EXERCISE PASSAGE:
---------------
If the supporting walls are made of concrete or masonry CMU’s (“blocks”), the retrofit options are basically the same. Once again, the main question is whether or not the existing roof covering is being replaced. If so, the roof to wall connection points can be exposed by removing sheathing at the eaves and gable ends. Then the trusses or rafters can be secured directly to the supporting walls by the appropriate combination of metal anchors installed with approved masonry fasteners.
source: Simpson StrongTie |
source: Simpson StrongTie |
In some cases, trusses or rafters may already by anchored to the top of the concrete or masonry wall by metal straps or clips. If these anchors are embedded in the top of the concrete or masonry wall, it is important that they are properly aligned. If they are "offset" from the trusses or rafters, there is potential for wind-induced uplift before they engage.
source: FL Division of Emergency Management |
If the existing roof covering is not ready to be replaced, the top of the concrete or masonry wall can be accessed from the exterior through the soffits or from the interior by removing the wall finish at the ceiling to exterior wall joint.
source: FL Division of Emergency Management |
When the supporting wall is made from or CMU’s ("concrete blocks"), attaching the roof assembly to the supporting wall only makes sense if the masonry wall itself is adequately reinforced. Necessary points of reinforcement include:
- Horizontal joint reinforcement in the mortar joints
- Vertical reinforcement with steel rebar in grouted CMU cells
- Continuous “bond beam” or “tie beam” of steel reinforced concrete around the entire top of the wall.
These types of masonry wall reinforcement are extremely expensive to add after the home is built.
---------------
SUPPLIED RECORDS:

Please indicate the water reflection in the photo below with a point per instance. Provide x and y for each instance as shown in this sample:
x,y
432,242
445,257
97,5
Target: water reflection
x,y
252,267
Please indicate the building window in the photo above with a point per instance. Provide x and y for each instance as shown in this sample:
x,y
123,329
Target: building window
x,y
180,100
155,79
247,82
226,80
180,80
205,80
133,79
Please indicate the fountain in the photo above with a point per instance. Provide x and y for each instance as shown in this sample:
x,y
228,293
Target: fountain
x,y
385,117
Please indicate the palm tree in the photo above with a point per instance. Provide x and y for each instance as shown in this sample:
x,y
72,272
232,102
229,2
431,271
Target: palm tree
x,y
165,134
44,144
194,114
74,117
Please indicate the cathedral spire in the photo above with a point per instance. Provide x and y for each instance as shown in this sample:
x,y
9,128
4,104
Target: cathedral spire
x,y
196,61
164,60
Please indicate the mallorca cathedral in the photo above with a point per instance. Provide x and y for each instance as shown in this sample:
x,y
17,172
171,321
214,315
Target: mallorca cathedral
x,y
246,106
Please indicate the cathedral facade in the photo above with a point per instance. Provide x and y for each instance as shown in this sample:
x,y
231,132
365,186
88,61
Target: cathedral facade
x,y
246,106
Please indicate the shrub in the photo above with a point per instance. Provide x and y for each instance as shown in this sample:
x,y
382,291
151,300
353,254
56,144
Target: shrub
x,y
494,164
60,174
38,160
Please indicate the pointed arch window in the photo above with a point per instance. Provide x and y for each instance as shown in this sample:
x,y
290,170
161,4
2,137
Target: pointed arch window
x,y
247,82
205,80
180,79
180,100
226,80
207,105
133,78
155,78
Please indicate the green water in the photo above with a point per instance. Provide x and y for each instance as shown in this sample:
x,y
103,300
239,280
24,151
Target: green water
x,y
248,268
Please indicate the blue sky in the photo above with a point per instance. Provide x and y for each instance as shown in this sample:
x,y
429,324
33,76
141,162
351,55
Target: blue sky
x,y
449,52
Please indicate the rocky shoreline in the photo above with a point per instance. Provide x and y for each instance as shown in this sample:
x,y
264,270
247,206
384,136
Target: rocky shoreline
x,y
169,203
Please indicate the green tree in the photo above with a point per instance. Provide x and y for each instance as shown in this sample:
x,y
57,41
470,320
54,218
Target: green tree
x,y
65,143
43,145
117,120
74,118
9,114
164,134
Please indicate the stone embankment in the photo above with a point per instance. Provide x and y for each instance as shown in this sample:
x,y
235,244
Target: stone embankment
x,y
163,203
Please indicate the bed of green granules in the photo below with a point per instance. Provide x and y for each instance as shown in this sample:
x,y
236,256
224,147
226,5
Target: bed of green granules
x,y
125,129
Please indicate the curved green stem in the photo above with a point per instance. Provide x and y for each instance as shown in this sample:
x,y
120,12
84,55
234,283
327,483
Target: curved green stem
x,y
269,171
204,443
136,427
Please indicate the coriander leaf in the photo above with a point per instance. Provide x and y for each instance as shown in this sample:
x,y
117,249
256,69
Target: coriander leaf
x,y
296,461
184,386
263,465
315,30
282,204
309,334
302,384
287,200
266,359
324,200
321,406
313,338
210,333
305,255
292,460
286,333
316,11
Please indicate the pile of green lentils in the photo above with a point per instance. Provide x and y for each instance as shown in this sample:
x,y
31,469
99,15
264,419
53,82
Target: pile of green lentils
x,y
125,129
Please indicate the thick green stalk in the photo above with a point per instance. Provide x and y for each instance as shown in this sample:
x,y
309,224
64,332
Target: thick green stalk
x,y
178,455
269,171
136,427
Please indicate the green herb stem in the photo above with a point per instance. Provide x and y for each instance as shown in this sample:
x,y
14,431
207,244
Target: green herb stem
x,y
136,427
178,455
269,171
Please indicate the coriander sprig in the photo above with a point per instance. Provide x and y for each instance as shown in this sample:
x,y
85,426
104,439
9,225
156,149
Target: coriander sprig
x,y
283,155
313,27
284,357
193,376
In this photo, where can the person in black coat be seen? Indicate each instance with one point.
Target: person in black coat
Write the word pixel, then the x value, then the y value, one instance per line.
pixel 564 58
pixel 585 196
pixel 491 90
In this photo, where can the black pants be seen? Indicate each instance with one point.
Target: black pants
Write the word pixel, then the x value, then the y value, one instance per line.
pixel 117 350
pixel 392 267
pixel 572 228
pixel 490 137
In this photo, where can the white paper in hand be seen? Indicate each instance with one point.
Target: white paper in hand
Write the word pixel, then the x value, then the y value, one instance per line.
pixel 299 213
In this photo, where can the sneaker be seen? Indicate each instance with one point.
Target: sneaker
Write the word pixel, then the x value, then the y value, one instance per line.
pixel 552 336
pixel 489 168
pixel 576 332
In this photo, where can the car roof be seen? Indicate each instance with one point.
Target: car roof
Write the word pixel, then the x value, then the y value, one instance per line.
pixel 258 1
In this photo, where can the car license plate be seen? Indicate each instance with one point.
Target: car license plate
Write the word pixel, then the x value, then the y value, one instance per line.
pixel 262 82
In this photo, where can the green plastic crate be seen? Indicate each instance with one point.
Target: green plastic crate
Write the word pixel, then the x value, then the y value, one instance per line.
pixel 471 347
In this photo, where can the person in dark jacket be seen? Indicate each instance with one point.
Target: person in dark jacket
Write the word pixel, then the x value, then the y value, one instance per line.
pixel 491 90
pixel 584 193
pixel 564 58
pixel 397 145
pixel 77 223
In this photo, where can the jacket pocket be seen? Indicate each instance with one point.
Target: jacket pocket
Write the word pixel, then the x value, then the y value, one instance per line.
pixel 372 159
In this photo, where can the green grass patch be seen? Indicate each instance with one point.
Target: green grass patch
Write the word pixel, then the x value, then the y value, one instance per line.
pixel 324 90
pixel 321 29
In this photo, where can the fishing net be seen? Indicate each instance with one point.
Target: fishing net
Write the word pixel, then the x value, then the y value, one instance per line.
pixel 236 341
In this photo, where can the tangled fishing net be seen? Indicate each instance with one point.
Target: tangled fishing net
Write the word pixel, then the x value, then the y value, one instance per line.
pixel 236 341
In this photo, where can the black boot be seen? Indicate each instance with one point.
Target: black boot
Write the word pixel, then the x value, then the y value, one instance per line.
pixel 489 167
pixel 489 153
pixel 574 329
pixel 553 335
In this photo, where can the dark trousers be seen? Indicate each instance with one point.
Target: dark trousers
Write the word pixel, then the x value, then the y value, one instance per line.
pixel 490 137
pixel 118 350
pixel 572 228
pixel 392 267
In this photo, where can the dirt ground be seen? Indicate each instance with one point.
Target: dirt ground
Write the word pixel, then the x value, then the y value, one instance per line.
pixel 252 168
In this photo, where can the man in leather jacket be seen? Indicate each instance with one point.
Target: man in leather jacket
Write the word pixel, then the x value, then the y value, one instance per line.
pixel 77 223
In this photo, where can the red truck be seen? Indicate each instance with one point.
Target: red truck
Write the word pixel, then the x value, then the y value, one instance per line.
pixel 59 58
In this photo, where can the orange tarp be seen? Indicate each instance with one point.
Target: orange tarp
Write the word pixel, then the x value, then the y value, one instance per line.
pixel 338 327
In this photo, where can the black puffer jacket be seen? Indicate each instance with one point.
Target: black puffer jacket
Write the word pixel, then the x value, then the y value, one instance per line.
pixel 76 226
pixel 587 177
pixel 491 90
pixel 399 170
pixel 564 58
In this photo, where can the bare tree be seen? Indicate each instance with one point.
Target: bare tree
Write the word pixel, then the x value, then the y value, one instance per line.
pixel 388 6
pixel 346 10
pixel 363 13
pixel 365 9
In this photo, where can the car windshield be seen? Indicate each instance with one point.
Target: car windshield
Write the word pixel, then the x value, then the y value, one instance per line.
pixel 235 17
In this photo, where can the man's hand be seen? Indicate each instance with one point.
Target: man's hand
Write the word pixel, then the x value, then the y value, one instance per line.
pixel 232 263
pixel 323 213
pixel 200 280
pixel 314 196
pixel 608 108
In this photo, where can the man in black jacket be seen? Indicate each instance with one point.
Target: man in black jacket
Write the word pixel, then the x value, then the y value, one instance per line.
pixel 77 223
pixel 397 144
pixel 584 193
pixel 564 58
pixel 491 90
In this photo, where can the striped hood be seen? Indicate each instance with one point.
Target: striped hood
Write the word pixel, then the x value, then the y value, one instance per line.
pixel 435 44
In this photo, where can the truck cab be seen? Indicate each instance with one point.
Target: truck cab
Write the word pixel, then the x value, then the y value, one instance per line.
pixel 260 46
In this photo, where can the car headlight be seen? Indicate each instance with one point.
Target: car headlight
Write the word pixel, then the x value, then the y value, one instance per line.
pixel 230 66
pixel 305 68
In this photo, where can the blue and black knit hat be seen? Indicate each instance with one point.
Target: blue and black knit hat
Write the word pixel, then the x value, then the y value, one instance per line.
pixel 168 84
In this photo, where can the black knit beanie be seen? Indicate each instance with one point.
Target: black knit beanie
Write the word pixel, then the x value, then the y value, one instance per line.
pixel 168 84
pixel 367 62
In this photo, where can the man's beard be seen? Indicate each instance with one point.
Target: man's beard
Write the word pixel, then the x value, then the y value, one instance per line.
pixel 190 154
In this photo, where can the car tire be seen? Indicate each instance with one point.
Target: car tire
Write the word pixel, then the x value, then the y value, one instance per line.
---------------
EXERCISE PROMPT: Continue the passage on anchoring roofs to masonry walls, starting right after its final sentence. The material has no connection to the passage on anchoring roofs to masonry walls.

RESPONSE AREA:
source: FL Division of Emergency Management |
Another critical roof to wall connection point is at the gable end overhang. At this point, the uplift forces developed by wind flowing over the roof are increased by the force of the wind pushing up on the overhang itself.
Gable end overhangs are traditionally framed in one of two ways:
• As a separately framed “ladder” attached to the face of the gable end wall and supported by attachment to the cantilevered roof deck sheathing.
source: FL Division of Emergency Management |
• Or as a series of “lookouts” or “outriggers” attached to the side of the first truss in from the gable end and extending out over the top of the gable end truss.
source: FL Division of Emergency Management |
The “lookout” method requires that the height of the gable end truss is shorter than the other roof trusses by the width (usually 2x4) of the cantilevered lookouts. This is actually the easier of the 2 systems to reinforce. With the sheathing at the gable end removed during the re-roofing process, the points where the lookouts are attached to the main roof truss, AND the points where the lookouts cross the supporting gable end truss can be reinforced by appropriate metal connectors. If the gable end wall is framed conventionally, the lookout to rafter connections and the lookout to gable end top plate and stud connections can be reinforced with the same type of connectors used at the eaves. This type of retrofit can also be carried out from the attic access if the existing roof covering is not being removed.
For “ladder” type gable end overhangs, though it is possible to add more fasteners through the framing member that attaches the ladder to the gable end wall, the primary form of reinforcement is to strengthen the connection of the roof sheathing to the gable end truss or rafter. The next section will review steps to accomplish this.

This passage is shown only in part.